Given entries section start

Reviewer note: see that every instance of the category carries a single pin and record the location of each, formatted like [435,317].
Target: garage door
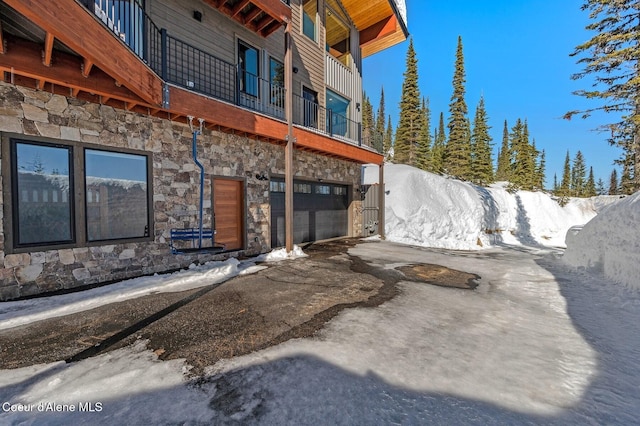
[320,211]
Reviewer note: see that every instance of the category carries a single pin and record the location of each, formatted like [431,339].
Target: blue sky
[516,56]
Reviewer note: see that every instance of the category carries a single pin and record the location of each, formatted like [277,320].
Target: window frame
[77,193]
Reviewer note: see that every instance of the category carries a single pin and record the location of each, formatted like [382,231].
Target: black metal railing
[309,114]
[184,65]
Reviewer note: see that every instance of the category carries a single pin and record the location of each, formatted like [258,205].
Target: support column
[381,193]
[288,164]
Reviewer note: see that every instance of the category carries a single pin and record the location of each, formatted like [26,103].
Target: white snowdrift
[610,243]
[430,210]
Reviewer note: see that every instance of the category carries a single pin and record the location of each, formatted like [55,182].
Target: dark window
[309,17]
[116,201]
[70,194]
[42,200]
[310,107]
[276,81]
[248,60]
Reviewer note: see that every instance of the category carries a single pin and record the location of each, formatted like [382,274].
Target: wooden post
[381,194]
[288,164]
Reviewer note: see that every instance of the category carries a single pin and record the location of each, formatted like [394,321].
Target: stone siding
[175,188]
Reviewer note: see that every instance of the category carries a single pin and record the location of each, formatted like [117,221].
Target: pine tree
[380,122]
[565,184]
[578,176]
[482,163]
[503,171]
[423,149]
[388,139]
[610,57]
[458,152]
[614,189]
[541,171]
[590,187]
[408,132]
[438,149]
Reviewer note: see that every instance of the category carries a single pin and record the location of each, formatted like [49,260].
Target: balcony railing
[184,65]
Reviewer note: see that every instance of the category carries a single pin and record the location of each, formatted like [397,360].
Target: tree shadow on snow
[607,316]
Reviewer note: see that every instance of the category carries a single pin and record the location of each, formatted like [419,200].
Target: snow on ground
[13,314]
[610,243]
[538,342]
[434,211]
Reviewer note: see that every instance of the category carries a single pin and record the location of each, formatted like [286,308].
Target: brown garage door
[228,207]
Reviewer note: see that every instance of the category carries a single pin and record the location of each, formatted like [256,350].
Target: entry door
[228,208]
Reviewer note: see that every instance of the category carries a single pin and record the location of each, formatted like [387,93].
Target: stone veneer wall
[175,188]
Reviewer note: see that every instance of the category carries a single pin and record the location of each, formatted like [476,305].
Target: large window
[71,194]
[309,18]
[248,64]
[42,200]
[116,202]
[337,114]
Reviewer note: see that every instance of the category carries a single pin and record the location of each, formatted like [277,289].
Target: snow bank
[610,243]
[430,210]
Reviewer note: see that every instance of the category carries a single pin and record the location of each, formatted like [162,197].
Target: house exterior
[122,121]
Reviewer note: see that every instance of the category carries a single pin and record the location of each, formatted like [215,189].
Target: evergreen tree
[482,163]
[439,148]
[458,152]
[408,132]
[590,187]
[388,139]
[503,171]
[565,184]
[423,149]
[613,183]
[541,171]
[600,187]
[578,176]
[380,121]
[610,57]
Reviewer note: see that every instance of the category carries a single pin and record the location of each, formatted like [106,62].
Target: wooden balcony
[72,51]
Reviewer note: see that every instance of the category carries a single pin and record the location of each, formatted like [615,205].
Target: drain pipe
[194,151]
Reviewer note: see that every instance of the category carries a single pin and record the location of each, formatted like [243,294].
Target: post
[288,164]
[381,194]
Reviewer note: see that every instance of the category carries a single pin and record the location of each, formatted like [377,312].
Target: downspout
[194,151]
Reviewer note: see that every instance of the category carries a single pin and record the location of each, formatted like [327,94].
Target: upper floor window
[309,19]
[276,81]
[338,35]
[248,68]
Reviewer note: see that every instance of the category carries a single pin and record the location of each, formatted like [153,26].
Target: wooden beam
[23,57]
[81,31]
[48,49]
[378,30]
[238,7]
[1,40]
[86,67]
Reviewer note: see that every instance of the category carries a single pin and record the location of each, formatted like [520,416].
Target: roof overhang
[263,17]
[382,23]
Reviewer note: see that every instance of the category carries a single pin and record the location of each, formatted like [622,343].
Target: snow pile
[610,243]
[430,210]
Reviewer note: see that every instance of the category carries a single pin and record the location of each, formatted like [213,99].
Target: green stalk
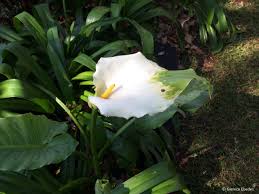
[114,137]
[74,184]
[64,107]
[92,142]
[64,8]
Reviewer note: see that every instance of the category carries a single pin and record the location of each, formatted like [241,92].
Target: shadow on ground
[218,144]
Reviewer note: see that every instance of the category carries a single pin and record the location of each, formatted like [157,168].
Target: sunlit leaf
[30,142]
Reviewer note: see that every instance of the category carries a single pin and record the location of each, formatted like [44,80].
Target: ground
[220,139]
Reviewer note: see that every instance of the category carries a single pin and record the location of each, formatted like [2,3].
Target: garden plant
[83,104]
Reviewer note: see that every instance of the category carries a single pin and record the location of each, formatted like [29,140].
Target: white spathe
[135,93]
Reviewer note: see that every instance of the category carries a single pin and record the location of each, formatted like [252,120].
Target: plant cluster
[54,138]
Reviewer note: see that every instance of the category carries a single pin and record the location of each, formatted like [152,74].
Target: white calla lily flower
[125,87]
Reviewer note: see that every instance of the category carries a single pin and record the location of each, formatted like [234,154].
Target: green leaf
[8,34]
[43,13]
[102,186]
[119,45]
[30,142]
[87,75]
[147,179]
[57,59]
[134,7]
[146,37]
[84,61]
[155,12]
[26,64]
[7,71]
[171,185]
[96,14]
[87,30]
[11,182]
[13,88]
[222,24]
[32,26]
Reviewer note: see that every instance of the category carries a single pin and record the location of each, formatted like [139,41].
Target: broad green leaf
[86,83]
[32,26]
[56,56]
[26,64]
[115,9]
[222,24]
[12,89]
[7,71]
[96,14]
[9,35]
[2,47]
[45,179]
[102,186]
[171,185]
[215,42]
[119,45]
[87,75]
[5,113]
[87,30]
[82,60]
[30,142]
[203,34]
[147,179]
[146,37]
[134,7]
[11,182]
[155,12]
[43,12]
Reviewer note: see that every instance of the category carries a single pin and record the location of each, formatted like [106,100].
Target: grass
[225,131]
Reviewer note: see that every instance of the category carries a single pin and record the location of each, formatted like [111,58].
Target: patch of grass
[227,128]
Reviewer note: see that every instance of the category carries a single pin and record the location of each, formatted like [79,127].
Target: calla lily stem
[66,109]
[93,143]
[117,134]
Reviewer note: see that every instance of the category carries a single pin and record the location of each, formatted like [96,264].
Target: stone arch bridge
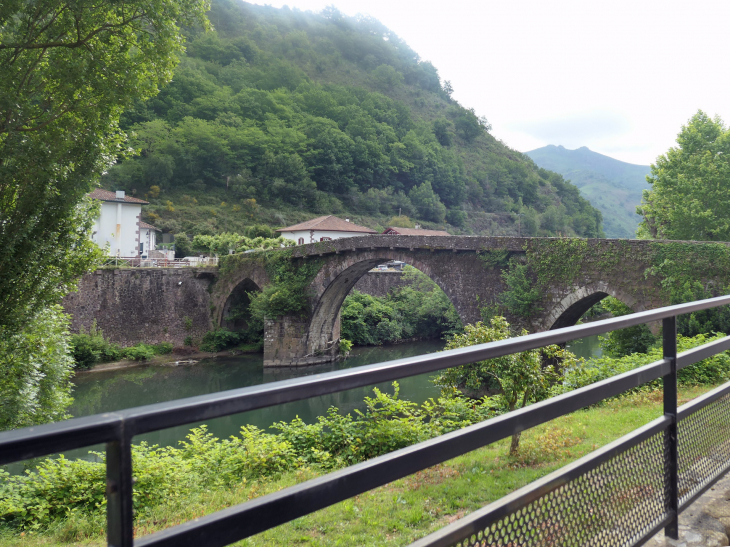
[468,269]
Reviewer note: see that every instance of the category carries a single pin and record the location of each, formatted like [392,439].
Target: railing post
[671,472]
[119,524]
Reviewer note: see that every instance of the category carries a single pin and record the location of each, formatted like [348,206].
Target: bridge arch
[250,276]
[234,312]
[332,285]
[571,308]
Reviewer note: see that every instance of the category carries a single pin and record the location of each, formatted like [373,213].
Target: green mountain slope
[613,186]
[281,115]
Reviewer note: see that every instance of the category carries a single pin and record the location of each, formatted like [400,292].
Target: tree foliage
[690,185]
[418,309]
[326,113]
[67,70]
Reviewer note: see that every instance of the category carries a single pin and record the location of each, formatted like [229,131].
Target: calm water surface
[586,347]
[98,392]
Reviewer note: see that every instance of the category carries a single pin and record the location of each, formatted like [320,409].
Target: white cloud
[623,75]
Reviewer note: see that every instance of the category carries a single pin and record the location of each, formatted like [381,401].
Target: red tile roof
[328,223]
[394,230]
[108,195]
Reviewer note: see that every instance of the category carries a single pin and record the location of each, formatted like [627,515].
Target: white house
[417,231]
[323,229]
[147,238]
[119,225]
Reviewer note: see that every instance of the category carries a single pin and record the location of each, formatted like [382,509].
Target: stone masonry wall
[379,283]
[144,305]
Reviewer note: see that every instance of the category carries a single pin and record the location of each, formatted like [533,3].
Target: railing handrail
[223,527]
[157,416]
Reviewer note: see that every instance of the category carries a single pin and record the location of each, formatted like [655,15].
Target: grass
[404,510]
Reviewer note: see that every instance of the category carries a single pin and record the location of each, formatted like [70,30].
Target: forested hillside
[614,187]
[281,115]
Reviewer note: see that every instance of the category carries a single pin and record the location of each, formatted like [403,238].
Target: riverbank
[182,357]
[404,510]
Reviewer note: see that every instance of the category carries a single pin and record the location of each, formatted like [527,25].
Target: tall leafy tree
[68,68]
[690,193]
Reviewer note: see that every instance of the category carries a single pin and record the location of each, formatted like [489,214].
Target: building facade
[324,228]
[119,228]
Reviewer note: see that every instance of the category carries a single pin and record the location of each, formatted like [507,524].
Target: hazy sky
[620,77]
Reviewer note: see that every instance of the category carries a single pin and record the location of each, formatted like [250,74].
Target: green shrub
[713,370]
[35,370]
[163,348]
[139,352]
[60,488]
[345,345]
[91,348]
[419,309]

Given entries section end

## Task description
As the answer, set down only the lines from the data above between the one holding "formatted like [377,312]." and the one holding "formatted like [327,94].", inclusive, exactly as they read.

## Your response
Reviewer note: see that every instance of the category carries a single pin and record the location of each, formatted like [377,312].
Target: downspout
[194,151]
Reviewer note: see that every instance of the category carries a single pin and record the location of each, formatted like [327,94].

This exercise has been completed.